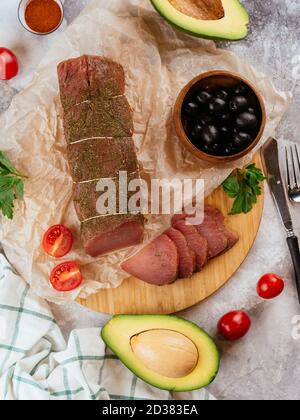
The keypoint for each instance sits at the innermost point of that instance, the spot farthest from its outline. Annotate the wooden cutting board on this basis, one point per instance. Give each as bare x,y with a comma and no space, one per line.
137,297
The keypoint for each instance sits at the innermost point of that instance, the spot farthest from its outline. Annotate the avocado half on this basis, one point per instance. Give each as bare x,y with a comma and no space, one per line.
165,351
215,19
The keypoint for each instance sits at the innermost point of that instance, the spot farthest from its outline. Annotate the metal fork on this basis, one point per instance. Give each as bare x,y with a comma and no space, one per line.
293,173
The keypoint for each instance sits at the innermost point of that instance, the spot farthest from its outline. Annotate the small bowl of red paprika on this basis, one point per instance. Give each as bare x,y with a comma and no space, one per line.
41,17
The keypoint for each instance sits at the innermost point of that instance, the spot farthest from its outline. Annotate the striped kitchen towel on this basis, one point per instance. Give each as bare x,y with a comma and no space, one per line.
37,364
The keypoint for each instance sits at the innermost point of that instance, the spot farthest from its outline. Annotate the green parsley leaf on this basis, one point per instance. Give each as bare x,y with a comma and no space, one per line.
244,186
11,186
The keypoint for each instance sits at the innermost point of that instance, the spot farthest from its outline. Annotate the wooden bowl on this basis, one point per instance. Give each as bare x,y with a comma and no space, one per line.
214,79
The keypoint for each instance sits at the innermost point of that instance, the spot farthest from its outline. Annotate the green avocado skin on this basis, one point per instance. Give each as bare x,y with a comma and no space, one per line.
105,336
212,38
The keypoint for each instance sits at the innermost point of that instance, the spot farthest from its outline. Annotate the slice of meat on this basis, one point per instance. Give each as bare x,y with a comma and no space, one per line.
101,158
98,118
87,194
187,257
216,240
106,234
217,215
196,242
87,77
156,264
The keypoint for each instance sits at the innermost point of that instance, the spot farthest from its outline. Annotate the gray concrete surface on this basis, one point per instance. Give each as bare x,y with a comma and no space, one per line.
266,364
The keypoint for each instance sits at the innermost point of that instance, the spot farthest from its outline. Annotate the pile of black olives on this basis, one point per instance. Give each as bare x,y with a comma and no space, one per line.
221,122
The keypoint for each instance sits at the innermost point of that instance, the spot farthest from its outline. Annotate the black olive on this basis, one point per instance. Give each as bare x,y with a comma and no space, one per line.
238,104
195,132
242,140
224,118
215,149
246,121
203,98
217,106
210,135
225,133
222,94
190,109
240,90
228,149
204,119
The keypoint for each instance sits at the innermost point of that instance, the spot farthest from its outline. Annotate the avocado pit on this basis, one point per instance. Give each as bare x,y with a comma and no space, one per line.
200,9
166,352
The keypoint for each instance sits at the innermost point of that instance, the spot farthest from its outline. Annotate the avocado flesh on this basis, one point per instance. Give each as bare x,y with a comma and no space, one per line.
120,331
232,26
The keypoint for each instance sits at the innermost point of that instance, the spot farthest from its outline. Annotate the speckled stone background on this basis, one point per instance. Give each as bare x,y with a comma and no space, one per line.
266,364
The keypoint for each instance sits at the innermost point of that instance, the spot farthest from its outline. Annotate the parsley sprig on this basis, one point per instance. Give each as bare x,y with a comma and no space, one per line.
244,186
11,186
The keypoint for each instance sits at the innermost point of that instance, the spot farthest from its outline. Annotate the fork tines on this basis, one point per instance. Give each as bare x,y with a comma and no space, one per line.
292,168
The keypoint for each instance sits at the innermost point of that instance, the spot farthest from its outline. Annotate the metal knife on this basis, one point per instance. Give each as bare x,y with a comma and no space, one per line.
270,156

━━━━━━

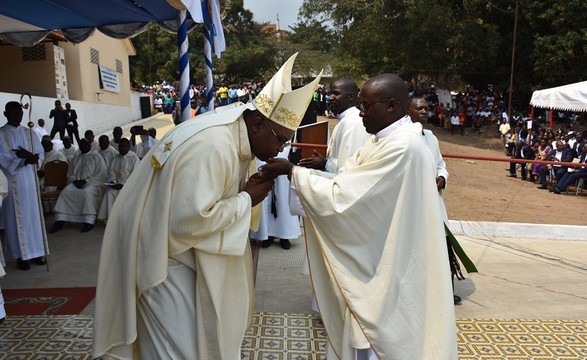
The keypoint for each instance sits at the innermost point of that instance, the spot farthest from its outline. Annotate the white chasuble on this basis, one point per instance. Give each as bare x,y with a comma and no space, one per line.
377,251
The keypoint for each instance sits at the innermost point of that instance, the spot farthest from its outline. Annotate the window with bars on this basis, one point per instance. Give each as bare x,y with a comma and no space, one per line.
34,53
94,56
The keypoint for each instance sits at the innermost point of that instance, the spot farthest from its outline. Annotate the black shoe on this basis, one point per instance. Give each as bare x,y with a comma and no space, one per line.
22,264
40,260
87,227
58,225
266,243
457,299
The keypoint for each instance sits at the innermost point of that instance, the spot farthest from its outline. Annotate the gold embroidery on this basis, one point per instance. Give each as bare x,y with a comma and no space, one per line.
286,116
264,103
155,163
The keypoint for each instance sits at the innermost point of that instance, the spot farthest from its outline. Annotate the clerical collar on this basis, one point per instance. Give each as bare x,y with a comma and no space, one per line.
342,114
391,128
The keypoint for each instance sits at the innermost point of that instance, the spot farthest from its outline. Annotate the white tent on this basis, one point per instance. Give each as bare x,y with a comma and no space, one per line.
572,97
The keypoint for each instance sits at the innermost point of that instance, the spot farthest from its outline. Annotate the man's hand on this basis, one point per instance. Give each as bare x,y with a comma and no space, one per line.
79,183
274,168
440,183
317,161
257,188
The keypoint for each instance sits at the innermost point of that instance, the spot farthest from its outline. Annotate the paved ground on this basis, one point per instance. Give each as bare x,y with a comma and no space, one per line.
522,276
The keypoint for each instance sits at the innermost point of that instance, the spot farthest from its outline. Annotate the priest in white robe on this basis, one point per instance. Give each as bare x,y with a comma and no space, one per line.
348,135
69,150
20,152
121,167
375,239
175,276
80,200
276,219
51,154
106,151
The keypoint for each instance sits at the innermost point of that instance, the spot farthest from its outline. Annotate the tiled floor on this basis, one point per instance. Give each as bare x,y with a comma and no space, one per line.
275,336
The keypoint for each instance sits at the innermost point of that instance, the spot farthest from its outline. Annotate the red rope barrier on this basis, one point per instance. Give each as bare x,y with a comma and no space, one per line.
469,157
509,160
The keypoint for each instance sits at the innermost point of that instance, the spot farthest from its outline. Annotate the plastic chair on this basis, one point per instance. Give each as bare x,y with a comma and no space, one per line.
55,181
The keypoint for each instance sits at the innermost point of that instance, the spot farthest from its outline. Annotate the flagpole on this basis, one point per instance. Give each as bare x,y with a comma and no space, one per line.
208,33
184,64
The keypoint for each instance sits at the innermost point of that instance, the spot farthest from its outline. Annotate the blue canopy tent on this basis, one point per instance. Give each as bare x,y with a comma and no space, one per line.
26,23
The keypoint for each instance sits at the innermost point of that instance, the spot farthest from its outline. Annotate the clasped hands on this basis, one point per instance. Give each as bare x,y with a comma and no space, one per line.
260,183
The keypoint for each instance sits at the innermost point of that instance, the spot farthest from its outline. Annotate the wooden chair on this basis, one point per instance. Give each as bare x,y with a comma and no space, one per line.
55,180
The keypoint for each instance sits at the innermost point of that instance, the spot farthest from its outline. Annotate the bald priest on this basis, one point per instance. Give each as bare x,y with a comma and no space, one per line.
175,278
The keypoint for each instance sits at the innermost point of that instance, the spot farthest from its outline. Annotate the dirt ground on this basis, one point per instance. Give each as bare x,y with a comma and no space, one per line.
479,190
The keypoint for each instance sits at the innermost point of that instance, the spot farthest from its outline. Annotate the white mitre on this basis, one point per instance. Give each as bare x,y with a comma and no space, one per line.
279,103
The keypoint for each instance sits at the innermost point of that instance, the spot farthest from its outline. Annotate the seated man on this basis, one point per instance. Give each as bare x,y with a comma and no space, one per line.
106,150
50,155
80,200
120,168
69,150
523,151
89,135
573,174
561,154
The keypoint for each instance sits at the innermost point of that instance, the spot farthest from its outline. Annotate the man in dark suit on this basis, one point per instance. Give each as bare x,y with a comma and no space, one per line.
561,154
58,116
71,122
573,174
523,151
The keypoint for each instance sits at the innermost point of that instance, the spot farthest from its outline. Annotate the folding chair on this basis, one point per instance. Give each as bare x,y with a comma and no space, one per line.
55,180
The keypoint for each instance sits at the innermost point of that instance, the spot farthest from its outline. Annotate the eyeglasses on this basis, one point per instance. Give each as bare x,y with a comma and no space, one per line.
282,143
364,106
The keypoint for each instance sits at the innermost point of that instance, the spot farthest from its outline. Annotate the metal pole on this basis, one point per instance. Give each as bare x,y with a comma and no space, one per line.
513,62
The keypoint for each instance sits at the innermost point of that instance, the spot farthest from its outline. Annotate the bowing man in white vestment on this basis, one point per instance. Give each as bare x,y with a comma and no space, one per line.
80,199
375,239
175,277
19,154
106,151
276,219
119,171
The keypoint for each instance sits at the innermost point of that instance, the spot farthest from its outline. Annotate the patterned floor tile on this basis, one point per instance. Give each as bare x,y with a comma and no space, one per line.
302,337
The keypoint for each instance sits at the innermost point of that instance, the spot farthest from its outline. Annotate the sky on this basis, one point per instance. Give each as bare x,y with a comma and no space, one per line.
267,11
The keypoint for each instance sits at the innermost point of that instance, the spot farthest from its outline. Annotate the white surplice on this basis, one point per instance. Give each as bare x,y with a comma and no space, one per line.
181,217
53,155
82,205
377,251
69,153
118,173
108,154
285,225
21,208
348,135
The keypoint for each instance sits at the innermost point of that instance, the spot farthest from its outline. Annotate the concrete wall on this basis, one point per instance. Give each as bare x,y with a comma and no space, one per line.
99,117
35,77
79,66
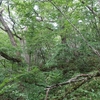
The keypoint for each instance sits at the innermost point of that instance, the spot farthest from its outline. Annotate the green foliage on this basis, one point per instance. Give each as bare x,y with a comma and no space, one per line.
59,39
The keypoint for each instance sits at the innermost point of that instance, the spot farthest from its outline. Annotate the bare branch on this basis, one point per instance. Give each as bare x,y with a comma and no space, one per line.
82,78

━━━━━━

▸ PROMPT
List every line of the material above that contains the word "wooden". Letter case must match.

▸ OUTPUT OF THE EXERCISE
The keypoint for each instance sits at the innermost point of that instance, the spot farthest from its outline. Annotate the wooden cutting board on this basis, one point per instance. Give each as bare x,y with a comma and no space, one per line.
The keypoint for each instance sits at the innermost point of that instance, the spot farthest from its outline. Annotate the wooden bowl on this basis, one point per instance. Give each as bare x,y with a comma and no space, one per line.
The keypoint for each instance sits at the innermost point of that instance, the spot farthest from its outline. Annotate the wooden chair on this basis, one point per instance. Give each as bare x,y with a comma and no space, one per line.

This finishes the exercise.